Record extracts —
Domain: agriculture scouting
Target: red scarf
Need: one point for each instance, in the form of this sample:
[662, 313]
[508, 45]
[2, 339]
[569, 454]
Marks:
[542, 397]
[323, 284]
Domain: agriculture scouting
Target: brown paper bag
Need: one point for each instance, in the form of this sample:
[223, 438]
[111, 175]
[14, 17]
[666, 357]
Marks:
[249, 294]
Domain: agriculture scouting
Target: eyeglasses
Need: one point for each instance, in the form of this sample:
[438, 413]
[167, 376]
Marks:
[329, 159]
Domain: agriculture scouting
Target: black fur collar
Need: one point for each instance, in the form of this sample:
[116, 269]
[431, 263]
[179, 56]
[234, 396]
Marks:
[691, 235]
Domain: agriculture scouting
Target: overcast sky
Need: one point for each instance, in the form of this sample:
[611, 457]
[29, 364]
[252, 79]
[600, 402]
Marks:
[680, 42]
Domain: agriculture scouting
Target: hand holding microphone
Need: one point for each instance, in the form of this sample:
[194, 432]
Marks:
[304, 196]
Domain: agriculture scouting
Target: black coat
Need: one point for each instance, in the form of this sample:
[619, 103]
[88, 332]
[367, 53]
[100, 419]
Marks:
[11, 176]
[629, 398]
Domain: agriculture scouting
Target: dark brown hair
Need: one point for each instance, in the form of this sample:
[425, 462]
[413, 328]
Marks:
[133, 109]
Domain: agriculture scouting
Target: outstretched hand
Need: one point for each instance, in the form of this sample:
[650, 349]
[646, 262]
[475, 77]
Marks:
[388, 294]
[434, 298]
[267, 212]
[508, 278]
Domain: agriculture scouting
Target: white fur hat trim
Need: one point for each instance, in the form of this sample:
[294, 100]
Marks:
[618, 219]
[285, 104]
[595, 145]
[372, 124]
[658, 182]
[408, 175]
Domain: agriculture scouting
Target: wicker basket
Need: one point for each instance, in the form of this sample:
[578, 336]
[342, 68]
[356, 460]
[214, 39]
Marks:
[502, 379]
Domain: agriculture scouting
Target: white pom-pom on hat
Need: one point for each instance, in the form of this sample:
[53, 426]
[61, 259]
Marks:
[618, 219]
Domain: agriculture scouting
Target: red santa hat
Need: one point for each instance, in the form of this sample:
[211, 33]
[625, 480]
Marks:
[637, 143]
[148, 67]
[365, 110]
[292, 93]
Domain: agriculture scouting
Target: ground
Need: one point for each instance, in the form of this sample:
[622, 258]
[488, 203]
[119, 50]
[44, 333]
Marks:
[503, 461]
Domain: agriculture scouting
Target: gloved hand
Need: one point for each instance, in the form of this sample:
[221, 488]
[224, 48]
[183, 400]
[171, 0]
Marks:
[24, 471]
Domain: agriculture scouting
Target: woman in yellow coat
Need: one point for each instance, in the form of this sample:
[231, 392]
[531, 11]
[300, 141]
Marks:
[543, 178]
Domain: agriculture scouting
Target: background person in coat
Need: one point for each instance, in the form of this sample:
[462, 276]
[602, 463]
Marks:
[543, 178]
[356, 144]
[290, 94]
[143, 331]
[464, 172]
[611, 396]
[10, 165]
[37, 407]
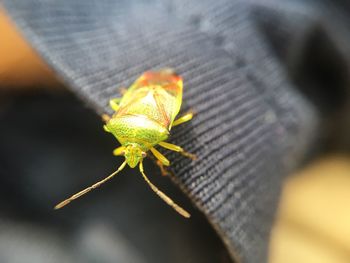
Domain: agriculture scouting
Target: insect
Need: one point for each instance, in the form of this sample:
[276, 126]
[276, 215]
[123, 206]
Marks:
[142, 119]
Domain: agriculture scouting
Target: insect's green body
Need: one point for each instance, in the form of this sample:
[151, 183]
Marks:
[143, 119]
[146, 112]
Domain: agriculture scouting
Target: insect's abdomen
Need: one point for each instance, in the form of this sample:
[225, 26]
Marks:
[137, 129]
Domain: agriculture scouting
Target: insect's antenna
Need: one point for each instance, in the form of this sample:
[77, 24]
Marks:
[86, 190]
[163, 196]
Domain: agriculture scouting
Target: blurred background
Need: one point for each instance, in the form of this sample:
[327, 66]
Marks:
[313, 220]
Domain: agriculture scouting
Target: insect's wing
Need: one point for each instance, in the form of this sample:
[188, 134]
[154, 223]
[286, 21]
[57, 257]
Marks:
[157, 95]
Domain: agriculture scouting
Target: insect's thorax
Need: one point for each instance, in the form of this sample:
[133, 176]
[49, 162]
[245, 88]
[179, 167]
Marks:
[147, 110]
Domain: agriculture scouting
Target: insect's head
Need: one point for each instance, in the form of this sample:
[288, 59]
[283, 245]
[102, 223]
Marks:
[133, 155]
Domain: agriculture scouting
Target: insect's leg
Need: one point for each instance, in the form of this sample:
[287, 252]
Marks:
[163, 196]
[160, 157]
[163, 170]
[178, 149]
[114, 103]
[86, 190]
[105, 118]
[187, 117]
[119, 151]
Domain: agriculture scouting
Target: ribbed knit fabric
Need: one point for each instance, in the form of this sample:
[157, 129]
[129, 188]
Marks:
[251, 125]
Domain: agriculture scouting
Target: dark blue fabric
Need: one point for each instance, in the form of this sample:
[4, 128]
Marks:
[251, 125]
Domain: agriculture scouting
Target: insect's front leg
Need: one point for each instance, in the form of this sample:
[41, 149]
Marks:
[119, 151]
[161, 161]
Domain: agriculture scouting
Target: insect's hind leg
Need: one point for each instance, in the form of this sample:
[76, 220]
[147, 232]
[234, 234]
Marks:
[185, 118]
[163, 196]
[176, 148]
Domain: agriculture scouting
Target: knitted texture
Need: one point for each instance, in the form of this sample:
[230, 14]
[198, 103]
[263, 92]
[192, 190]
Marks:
[250, 124]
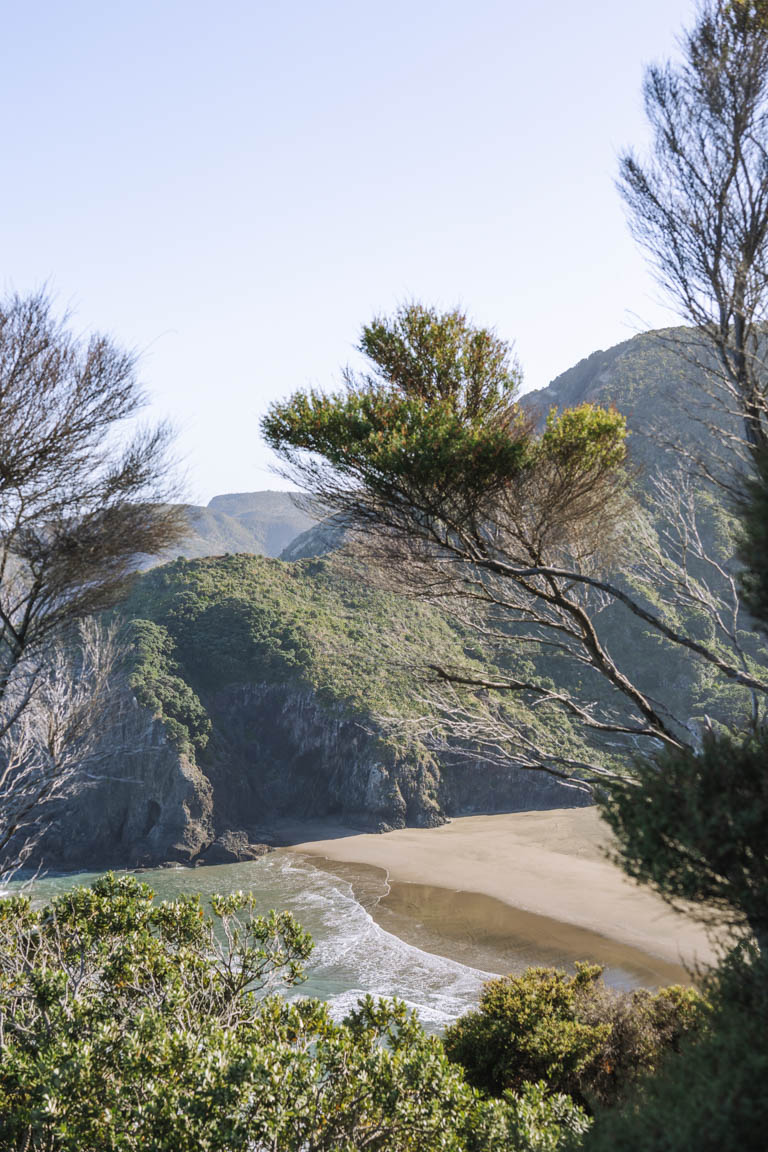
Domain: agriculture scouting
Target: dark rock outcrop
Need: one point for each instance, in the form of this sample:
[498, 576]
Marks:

Given task —
Retype all of the entries exactly as written, leaving out any images.

The output —
Domain: agriculture scouting
Target: red scarf
Need: one point for each instance, in the form of this sample:
[662, 313]
[508, 45]
[2, 339]
[569, 454]
Marks:
[542, 397]
[323, 284]
Domain: agriculture scouting
Target: brown paper bag
Need: one point for each instance, in the form of this sample:
[223, 438]
[111, 175]
[14, 17]
[666, 357]
Marks:
[249, 294]
Domain: agriculture scouting
Target: eyeglasses
Need: one point for each instance, in the form of this sample:
[438, 413]
[167, 376]
Marks:
[329, 159]
Domain: agriculture scouting
Target: black fur collar
Need: one point for each instance, in the form of this sample:
[116, 269]
[431, 263]
[179, 56]
[234, 396]
Marks:
[691, 235]
Domain: agriculture scouting
Target: overcast sky
Need: one point for each instance, in the form of this sample:
[611, 457]
[29, 364]
[252, 79]
[600, 402]
Marks:
[680, 42]
Domain: agriculture scouting
Target: hand holding microphone
Need: one point for each instance, in the form of this sample:
[194, 432]
Marks:
[304, 196]
Domain: agriculture scouting
Target: black coat
Need: one point for each instance, in the form of this sample:
[619, 103]
[88, 332]
[367, 53]
[100, 419]
Marks:
[11, 176]
[629, 398]
Domain: agriculture scouting
Target: dark brown hair
Need: one point for each instance, in the form of this sample:
[425, 462]
[413, 328]
Marks:
[133, 109]
Domain: agriculture scouting
Target: outstretched hand
Need: one point for each instance, in the form of this sample:
[650, 349]
[646, 262]
[475, 77]
Marks:
[388, 294]
[434, 298]
[267, 212]
[508, 278]
Domain: agriculture scouting
Target: white fur hat trim
Need: one point for each instance, in the form of this sample:
[294, 100]
Marks:
[618, 219]
[285, 104]
[595, 145]
[372, 124]
[658, 182]
[408, 175]
Domain: agriculture scouting
Target: wicker basket
Need: one point for each instance, in the form of this sample:
[578, 336]
[342, 68]
[356, 460]
[214, 39]
Marks:
[502, 379]
Domain: agriculture scouting
Target: white pom-pom on hat
Need: one point for each instance, in the form of this sample:
[53, 426]
[61, 259]
Marks:
[618, 219]
Domain: agriculture scouting
Target: red santa hat
Need: one point for each instance, in the form of this sample:
[211, 33]
[625, 480]
Marks:
[637, 143]
[148, 67]
[365, 110]
[292, 93]
Domain: agriculture scouting
Target: ground
Need: one point for each instance, in the form of this sample:
[622, 258]
[488, 203]
[119, 50]
[44, 333]
Marks:
[503, 461]
Domain: agriculture scouting
Target: gloved hand
Need: one point for each instance, in the form of this sample:
[221, 488]
[224, 48]
[183, 400]
[171, 0]
Marks:
[24, 471]
Domain: agriculture scouting
Target: woman in yellow coat
Need: one point for each instance, in the form of this sample:
[231, 392]
[531, 11]
[300, 141]
Marks:
[543, 178]
Domain: agriculture scouting
Target: background person in coat
Need: one point for each instance, in the form of this sample:
[462, 276]
[602, 463]
Marks:
[543, 178]
[356, 144]
[290, 94]
[143, 331]
[464, 172]
[611, 396]
[10, 165]
[37, 407]
Domain: agriculture scouting
Target: insect
Need: one point for each instance, in the form of this sample:
[276, 126]
[276, 215]
[123, 206]
Marks:
[142, 119]
Domain: agriculture scouting
Target: insect's green body
Need: one point for each instance, in the form of this sample:
[151, 183]
Marks:
[143, 119]
[146, 112]
Domain: agriculture scouting
Target: insect's abdomen
Need: one point for each instance, in the form of this sample:
[225, 26]
Marks:
[137, 129]
Domain: agriculture scouting
Target: insect's antenna
Need: one point for each instance, in the form of this sample:
[77, 24]
Marks:
[86, 190]
[163, 196]
Domain: agriculture scouting
Target: blurred background
Need: one point for each instance, in the form of this sample:
[327, 66]
Marks:
[313, 220]
Domain: agriculture scouting
Target: insect's wing
Need: one point for each instance, in the form of this sample:
[188, 134]
[154, 223]
[286, 21]
[57, 257]
Marks:
[157, 95]
Domain: agriculture scouting
Target: insect's thorax
Need: one point for each instance, in the form of this sample:
[133, 176]
[49, 162]
[245, 88]
[179, 167]
Marks:
[147, 110]
Domain: agriculture scouting
Target: insect's head
Need: one point for each instance, in the form of this sample:
[288, 59]
[283, 245]
[102, 223]
Marks:
[133, 155]
Domain: agriculture scouting
Target: insect's leg
Need: one point for each instance, in the form of this sample:
[287, 252]
Marks:
[163, 196]
[160, 157]
[163, 170]
[178, 149]
[114, 103]
[86, 190]
[105, 118]
[187, 117]
[119, 151]
Domain: agriculture scouting
Target: ribbed knit fabric
Need: one point for each instance, in the form of this sample:
[157, 129]
[129, 188]
Marks:
[251, 125]
Domain: agriculture scouting
Target: dark blue fabric
Need: one point for each instance, in the form of this sample:
[4, 128]
Marks:
[251, 125]
Domain: agriculture scouting
Target: insect's front leg
Need: one point for each instance, in the form of this sample:
[41, 149]
Marks:
[119, 151]
[161, 161]
Domain: agriculture scouting
Target: insect's hind leg
Need: one point for each instance, in the form of this sample:
[76, 220]
[147, 232]
[234, 234]
Marks:
[185, 118]
[163, 196]
[176, 148]
Domain: agriculture scouting
Target: knitted texture
Need: one point for each instance, in the form of this sample:
[230, 14]
[198, 103]
[263, 92]
[192, 190]
Marks:
[250, 124]
Domain: agriculture scouting
Target: dark rock outcrop
Need: one point for each instance, in the form of this sample:
[498, 576]
Marks:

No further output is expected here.